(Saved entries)
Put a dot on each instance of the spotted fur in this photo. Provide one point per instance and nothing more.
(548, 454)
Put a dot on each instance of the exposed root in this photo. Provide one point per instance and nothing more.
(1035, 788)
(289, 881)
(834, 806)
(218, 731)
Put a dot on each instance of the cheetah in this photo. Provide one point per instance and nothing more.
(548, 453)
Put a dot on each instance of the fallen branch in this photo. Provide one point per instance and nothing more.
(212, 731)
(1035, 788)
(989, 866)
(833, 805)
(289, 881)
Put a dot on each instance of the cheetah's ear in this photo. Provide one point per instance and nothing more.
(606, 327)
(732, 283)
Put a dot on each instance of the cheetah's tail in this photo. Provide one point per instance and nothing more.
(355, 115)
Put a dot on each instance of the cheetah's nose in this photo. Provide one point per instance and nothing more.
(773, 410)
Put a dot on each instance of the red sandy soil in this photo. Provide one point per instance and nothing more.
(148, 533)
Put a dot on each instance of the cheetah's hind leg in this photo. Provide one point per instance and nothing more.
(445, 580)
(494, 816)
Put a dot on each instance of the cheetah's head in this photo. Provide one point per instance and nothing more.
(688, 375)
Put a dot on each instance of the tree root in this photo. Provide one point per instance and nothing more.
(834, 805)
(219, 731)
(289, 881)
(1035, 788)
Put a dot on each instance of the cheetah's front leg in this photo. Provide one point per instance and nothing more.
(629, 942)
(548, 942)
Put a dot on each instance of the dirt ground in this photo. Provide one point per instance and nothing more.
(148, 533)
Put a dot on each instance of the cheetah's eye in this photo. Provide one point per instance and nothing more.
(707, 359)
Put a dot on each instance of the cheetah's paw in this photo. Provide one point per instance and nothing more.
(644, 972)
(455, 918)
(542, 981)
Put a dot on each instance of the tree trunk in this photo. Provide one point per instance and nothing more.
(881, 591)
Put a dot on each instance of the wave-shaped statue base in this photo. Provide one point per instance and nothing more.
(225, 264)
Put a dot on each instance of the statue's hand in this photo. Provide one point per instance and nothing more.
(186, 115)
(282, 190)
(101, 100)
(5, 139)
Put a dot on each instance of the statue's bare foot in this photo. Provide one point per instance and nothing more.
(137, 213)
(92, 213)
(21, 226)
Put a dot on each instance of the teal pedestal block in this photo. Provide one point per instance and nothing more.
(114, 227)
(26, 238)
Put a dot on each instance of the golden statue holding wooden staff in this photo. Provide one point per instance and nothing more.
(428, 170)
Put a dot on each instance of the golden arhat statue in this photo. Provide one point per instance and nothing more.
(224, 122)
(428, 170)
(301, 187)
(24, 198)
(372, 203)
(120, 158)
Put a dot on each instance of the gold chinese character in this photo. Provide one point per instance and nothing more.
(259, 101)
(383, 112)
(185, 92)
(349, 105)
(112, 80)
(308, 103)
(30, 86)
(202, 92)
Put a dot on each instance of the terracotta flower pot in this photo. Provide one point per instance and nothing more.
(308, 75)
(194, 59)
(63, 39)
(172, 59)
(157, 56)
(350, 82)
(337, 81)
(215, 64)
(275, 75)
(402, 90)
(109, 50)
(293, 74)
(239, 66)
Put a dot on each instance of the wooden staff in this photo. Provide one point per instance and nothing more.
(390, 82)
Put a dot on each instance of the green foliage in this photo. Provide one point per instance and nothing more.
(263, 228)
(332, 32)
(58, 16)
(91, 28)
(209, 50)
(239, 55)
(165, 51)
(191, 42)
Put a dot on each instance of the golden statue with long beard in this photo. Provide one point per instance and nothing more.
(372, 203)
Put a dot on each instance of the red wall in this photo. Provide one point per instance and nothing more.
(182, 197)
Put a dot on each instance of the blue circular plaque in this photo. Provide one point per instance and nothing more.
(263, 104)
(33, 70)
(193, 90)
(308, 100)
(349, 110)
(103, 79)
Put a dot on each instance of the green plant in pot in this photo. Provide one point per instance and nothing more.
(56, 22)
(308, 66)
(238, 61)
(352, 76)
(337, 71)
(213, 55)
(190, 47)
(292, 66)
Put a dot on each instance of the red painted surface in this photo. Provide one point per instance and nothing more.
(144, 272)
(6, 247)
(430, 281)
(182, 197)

__Set problem__. Put each line of the listing above into a Markdown table with two columns, "Row" and "Listing line". Number the rows in order and skip any blank lines.

__Task result__.
| Row | Listing line |
|---|---|
| 1 | Put a dot on each instance of the spotted fur in this photo. Provide one point per instance and nothing more. |
| 2 | (548, 454) |
| 3 | Put a dot on each instance of the exposed root in this photo. Provide one point per instance and nothing more. |
| 4 | (1035, 788) |
| 5 | (289, 881) |
| 6 | (834, 806) |
| 7 | (218, 731) |
| 8 | Put a dot on each instance of the cheetah in this photo. Provide one point per instance and nothing more. |
| 9 | (548, 453) |
| 10 | Put a dot on each instance of the fallen branch in this photo. Provide one point per instance and nothing more. |
| 11 | (212, 731) |
| 12 | (1035, 788) |
| 13 | (989, 866) |
| 14 | (833, 805) |
| 15 | (289, 881) |
| 16 | Put a dot on each instance of the cheetah's ear in this photo. Provide one point per instance and nothing more. |
| 17 | (606, 327) |
| 18 | (732, 283) |
| 19 | Put a dot on each instance of the cheetah's tail in this photo. Provide one point per instance and nothing more. |
| 20 | (355, 115) |
| 21 | Put a dot on each instance of the cheetah's nose in this photo. Provide one point per instance and nothing more. |
| 22 | (773, 410) |
| 23 | Put a dot on each instance of the red sandy soil in this photo. Provide one point per instance and nothing more. |
| 24 | (148, 533) |
| 25 | Put a dot on each instance of the cheetah's hind leg in this photo. Provide one point per instance and nothing more. |
| 26 | (445, 580) |
| 27 | (494, 816) |
| 28 | Put a dot on each instance of the cheetah's head in this photo. Provide one point per instance and nothing more. |
| 29 | (688, 375) |
| 30 | Put a dot on each instance of the tree root in this photo. Provide one point per instance and nothing more. |
| 31 | (834, 805) |
| 32 | (219, 731) |
| 33 | (289, 881) |
| 34 | (1035, 788) |
| 35 | Put a dot on each instance of the cheetah's front leg in this photo. Provide one point per instance and nothing more. |
| 36 | (629, 942) |
| 37 | (548, 942) |
| 38 | Put a dot on each instance of the dirt ground in this photo. Provide one point per instance and nothing more. |
| 39 | (148, 533) |
| 40 | Put a dot on each instance of the cheetah's eye in this photo. Provide one point per instance and nothing more. |
| 41 | (707, 359) |
| 42 | Put a dot on each instance of the cheetah's paw in this photo. Provide one point per instance and nothing more. |
| 43 | (644, 972) |
| 44 | (455, 918) |
| 45 | (542, 981) |
| 46 | Put a dot on each instance of the tree trunk in this photo. Provide one point per instance and nothing more. |
| 47 | (881, 591) |
| 48 | Put a dot on each instance of the wave-shaped statue base in this photo. Provide one point per instance and nothing more. |
| 49 | (225, 264) |
| 50 | Put a dot on each instance of the statue's hand in this photo. Provide one point per instance and nothing more. |
| 51 | (186, 115) |
| 52 | (282, 190) |
| 53 | (101, 100) |
| 54 | (5, 139) |
| 55 | Put a dot on each instance of the statue's bare foot in this photo. Provide one point per instance and nothing more. |
| 56 | (137, 213) |
| 57 | (92, 213) |
| 58 | (21, 226) |
| 59 | Put a dot on each instance of the teal pedestal block in this photo. Provide one point per instance and nothing more. |
| 60 | (114, 227) |
| 61 | (26, 238) |
| 62 | Put a dot on each instance of the golden statue holding wooden staff in this photo. Provide one point per instance and nothing more. |
| 63 | (428, 170) |
| 64 | Put a dot on each instance of the golden arhat statue in this photo. Provide one point per instance and nothing more. |
| 65 | (224, 122) |
| 66 | (428, 170) |
| 67 | (301, 187) |
| 68 | (24, 198) |
| 69 | (372, 203) |
| 70 | (120, 158) |
| 71 | Put a dot on each instance of the gold chinese character in this photo. Provide one point per instance and nothing more. |
| 72 | (259, 101) |
| 73 | (383, 112) |
| 74 | (185, 92) |
| 75 | (349, 105) |
| 76 | (112, 80) |
| 77 | (308, 103) |
| 78 | (30, 86) |
| 79 | (202, 92) |
| 80 | Put a dot on each instance of the terracotta flower pot in this photo. Provide one point per instance and nothing more. |
| 81 | (308, 75) |
| 82 | (194, 59) |
| 83 | (63, 39) |
| 84 | (172, 59) |
| 85 | (157, 56) |
| 86 | (350, 82) |
| 87 | (337, 81) |
| 88 | (215, 64) |
| 89 | (275, 75) |
| 90 | (402, 90) |
| 91 | (109, 50) |
| 92 | (293, 74) |
| 93 | (239, 66) |
| 94 | Put a dot on each instance of the wooden staff in this photo. Provide one point per instance and nothing more. |
| 95 | (390, 82) |
| 96 | Put a dot on each instance of the green foliage in this photo. Provide one point per instance and nothing more. |
| 97 | (263, 228) |
| 98 | (332, 32) |
| 99 | (58, 16) |
| 100 | (91, 28) |
| 101 | (209, 50) |
| 102 | (239, 55) |
| 103 | (165, 51) |
| 104 | (191, 42) |
| 105 | Put a dot on each instance of the golden statue with long beard in this photo. Provide one point per instance and nothing more. |
| 106 | (372, 203) |
| 107 | Put a dot on each instance of the red wall in this photo. Provide one point per instance and nothing more. |
| 108 | (182, 197) |
| 109 | Put a dot on each instance of the blue circular plaque in this photo. Provide one point per instance and nothing more. |
| 110 | (263, 104) |
| 111 | (33, 70) |
| 112 | (193, 90) |
| 113 | (308, 100) |
| 114 | (349, 110) |
| 115 | (103, 79) |
| 116 | Put a dot on each instance of the green plant in pot in this photo. Provide one point per instance and nothing more. |
| 117 | (56, 22) |
| 118 | (308, 66) |
| 119 | (238, 61) |
| 120 | (352, 76) |
| 121 | (337, 71) |
| 122 | (213, 55) |
| 123 | (190, 47) |
| 124 | (292, 66) |
| 125 | Put a dot on each instance of the red painted surface in this photo. Provide one point per instance and nothing more. |
| 126 | (144, 272) |
| 127 | (6, 247) |
| 128 | (430, 281) |
| 129 | (182, 197) |